- _과제 입력 자료_
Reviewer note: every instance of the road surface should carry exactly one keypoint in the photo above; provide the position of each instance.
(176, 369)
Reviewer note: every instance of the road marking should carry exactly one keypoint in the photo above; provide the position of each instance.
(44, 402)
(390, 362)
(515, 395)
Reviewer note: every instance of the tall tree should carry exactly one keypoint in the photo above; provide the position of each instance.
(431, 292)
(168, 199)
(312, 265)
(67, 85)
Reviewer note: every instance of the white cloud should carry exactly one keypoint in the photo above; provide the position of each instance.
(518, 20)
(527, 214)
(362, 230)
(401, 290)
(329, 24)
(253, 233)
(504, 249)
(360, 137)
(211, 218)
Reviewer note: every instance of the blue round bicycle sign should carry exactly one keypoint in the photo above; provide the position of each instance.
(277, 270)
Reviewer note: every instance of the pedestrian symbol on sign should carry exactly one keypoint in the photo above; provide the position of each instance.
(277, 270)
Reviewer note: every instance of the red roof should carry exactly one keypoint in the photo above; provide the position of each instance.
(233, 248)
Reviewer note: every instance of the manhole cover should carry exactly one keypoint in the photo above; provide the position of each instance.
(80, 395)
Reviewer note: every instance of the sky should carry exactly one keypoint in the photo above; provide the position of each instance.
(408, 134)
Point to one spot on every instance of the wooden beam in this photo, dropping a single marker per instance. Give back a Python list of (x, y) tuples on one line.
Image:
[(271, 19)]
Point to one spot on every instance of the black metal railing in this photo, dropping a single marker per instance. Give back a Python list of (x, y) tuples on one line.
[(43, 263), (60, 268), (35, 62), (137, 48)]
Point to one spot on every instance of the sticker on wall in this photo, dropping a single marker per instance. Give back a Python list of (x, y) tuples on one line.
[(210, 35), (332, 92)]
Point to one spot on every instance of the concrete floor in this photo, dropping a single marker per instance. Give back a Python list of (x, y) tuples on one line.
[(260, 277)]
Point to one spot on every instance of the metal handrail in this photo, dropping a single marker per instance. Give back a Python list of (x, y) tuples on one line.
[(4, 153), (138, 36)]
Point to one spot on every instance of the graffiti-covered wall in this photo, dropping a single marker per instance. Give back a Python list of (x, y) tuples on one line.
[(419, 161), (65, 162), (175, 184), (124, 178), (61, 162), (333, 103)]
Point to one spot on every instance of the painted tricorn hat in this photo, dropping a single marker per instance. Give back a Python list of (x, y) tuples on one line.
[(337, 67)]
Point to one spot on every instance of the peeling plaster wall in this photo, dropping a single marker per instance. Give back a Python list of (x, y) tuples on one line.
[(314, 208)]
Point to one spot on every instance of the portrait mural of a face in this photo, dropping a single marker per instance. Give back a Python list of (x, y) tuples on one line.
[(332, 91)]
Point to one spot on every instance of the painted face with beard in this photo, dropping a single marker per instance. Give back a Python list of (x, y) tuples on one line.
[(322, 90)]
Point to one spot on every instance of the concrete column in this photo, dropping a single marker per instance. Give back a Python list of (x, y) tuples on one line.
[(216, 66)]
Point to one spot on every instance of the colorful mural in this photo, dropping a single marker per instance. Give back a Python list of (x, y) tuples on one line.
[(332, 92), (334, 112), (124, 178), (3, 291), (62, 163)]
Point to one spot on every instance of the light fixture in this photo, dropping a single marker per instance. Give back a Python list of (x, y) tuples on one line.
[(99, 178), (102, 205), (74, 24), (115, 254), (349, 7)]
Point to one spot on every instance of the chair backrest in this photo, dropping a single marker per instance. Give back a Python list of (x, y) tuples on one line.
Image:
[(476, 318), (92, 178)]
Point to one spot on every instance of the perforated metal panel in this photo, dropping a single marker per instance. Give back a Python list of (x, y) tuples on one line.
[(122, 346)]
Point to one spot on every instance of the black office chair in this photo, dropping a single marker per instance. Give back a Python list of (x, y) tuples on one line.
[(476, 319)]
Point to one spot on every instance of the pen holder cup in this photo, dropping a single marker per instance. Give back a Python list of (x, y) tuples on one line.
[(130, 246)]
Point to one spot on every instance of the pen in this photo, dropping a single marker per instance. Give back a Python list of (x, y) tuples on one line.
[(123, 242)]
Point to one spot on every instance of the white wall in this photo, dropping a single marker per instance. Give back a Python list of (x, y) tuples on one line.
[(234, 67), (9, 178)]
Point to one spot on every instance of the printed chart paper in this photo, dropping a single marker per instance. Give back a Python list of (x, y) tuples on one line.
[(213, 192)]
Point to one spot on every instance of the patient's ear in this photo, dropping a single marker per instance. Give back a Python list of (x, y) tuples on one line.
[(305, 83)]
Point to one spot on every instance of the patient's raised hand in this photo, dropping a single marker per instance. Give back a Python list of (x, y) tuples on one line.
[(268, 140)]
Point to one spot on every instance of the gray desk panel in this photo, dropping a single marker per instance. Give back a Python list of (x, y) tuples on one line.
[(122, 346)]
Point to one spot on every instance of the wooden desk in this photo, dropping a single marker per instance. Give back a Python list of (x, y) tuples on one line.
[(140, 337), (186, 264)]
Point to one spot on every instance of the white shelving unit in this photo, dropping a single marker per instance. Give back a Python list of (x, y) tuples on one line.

- _주어진 과제_
위 자료를 처음부터 끝까지 한 글자도 바꾸지 말고 그대로 다시 옮겨 적으세요.

- _전체 출력_
Reviewer note: every instance of the road surface should carry exactly one keypoint in the photo above; provide the position of each instance.
(176, 369)
Reviewer note: every instance of the road marking should carry exactly one keypoint in the photo above; provide the position of each instance.
(44, 402)
(390, 362)
(515, 395)
Reviewer note: every instance of the tall tree should carry exactly one keypoint in the photo above; provide the position of each instance.
(431, 292)
(168, 199)
(312, 265)
(67, 85)
Reviewer note: every instance of the white cloud should carry exactly one keypoint in the photo above; provide the position of each instance.
(518, 20)
(527, 214)
(362, 230)
(401, 290)
(329, 24)
(253, 233)
(504, 249)
(360, 137)
(211, 218)
Reviewer note: every instance of the blue round bicycle sign should carry exactly one keypoint in the photo above; provide the position of each instance.
(277, 270)
Reviewer note: every instance of the pedestrian symbol on sign should carry exactly one keypoint in the photo above; provide the position of each instance.
(277, 270)
Reviewer note: every instance of the red roof should carry exactly one keypoint in the photo above; provide the position of each instance.
(233, 248)
Reviewer note: every instance of the manhole cover should carry exactly one keypoint in the photo above; provide the position of each instance.
(80, 395)
Reviewer note: every instance of the sky should carry exactly one keypoint in the photo above; provide the position of each instance.
(408, 134)
Point to one spot on every instance of the wooden beam in this photo, dropping a single marker per instance. Give back a Python list of (x, y) tuples on one line.
Image:
[(271, 19)]
Point to one spot on every instance of the black metal railing in this photo, dropping a single marker per instance. Give back a Python list of (x, y) tuples on one line.
[(43, 263), (60, 268), (35, 62), (137, 48)]
Point to one spot on every instance of the sticker on wall in this photo, dropping a single marker per instance. Give back a Python list of (x, y) tuples on one line.
[(210, 35), (332, 92)]
Point to one spot on every instance of the concrete floor in this photo, dropping a single marker per instance. Give back a Python list of (x, y) tuples on one line.
[(260, 277)]
Point to one spot on every instance of the metal handrail in this photo, dropping a single marker per instance. Give back a Python list of (x, y) tuples on one line.
[(4, 153), (138, 36)]
Point to one spot on every instance of the graffiti-covered wall in this photo, dropping a single marker per instance. Give back a Python list of (x, y) tuples on one line.
[(419, 161), (65, 162), (175, 184), (124, 178), (61, 162), (333, 103)]
Point to one spot on every instance of the painted tricorn hat in this photo, dropping a single marker per instance. Give back a Python list of (x, y) tuples on one line.
[(337, 67)]
Point to one spot on every instance of the peeling plaster wall in this photo, dropping a single marker per instance. Give back a Python list of (x, y) tuples on one line.
[(314, 208)]
Point to one spot on every instance of the portrait mural of a face in this photo, dropping a single marker per instance. Give back a Python list of (x, y) tuples on one line.
[(332, 91)]
Point to one spot on every instance of the painted face with beard in this photo, dropping a single marker per instance. Give back a Python list of (x, y) tuples on one line.
[(322, 90)]
Point to one spot on every instance of the concrete column in this photo, dropping a single marker per instance. Give back a Python list of (x, y) tuples on one line.
[(216, 66)]
Point to one spot on every instance of the colorful mural in this photo, dropping a single marker per instance. Give back a Python list of (x, y) tuples on one line.
[(332, 92), (334, 112), (124, 178), (3, 291), (62, 163)]
Point to one spot on every instance of the light fixture in this photo, dropping a single marker per instance. Give back a Python list of (x, y) tuples on one line.
[(99, 178), (102, 205), (74, 24), (115, 254), (349, 7)]
Point to one spot on every instance of the chair backrest in this photo, dropping a single marker per instance. Give back a Python list of (x, y) tuples on one line.
Image:
[(476, 318), (92, 178)]
Point to one spot on every instance of the perforated metal panel in this photo, dropping a single marker per instance. Give back a Python list of (x, y) tuples on one line.
[(122, 346)]
Point to one spot on every instance of the black office chair in this photo, dropping a single marker per instance. Give back a Python list of (x, y) tuples on one line.
[(476, 319)]
Point to one spot on every instance of the pen holder cup in this photo, dropping a single marker per instance. Give back a Python list of (x, y) tuples on one line.
[(130, 246)]
Point to one spot on every instance of the pen in this photo, dropping a single marker per instance. Give back a Python list of (x, y) tuples on one line.
[(123, 242)]
Point to one spot on every instance of the white wall in this photo, dropping a single marker per instance. Give back a Python list of (x, y) tuples on one line.
[(234, 67), (9, 178)]
Point to one spot on every instance of the printed chart paper in this photo, dropping a single marker per instance. Give back a Python list of (x, y) tuples on one line.
[(213, 192)]
Point to one spot on every instance of the patient's ear in this photo, dropping a single marker per instance. Give back a Python list of (x, y) tuples on one line.
[(305, 83)]
Point to one spot on every instance of the patient's raised hand in this photo, dropping a single marker per instance. Give back a Python list of (x, y) tuples on one line.
[(268, 140)]
Point to one spot on every instance of the gray desk panel in this photo, dropping a single marker per instance. Give back a Python list of (x, y) tuples on one line.
[(122, 346)]
Point to one spot on every instance of the wooden desk in this photo, dropping a single marker per instance. Give back a Python list of (x, y) tuples on one line.
[(140, 337), (186, 264)]
Point to one spot on every instance of the white shelving unit in this photo, dropping a single marker per instance. Give back a Python list of (x, y) tuples on one line.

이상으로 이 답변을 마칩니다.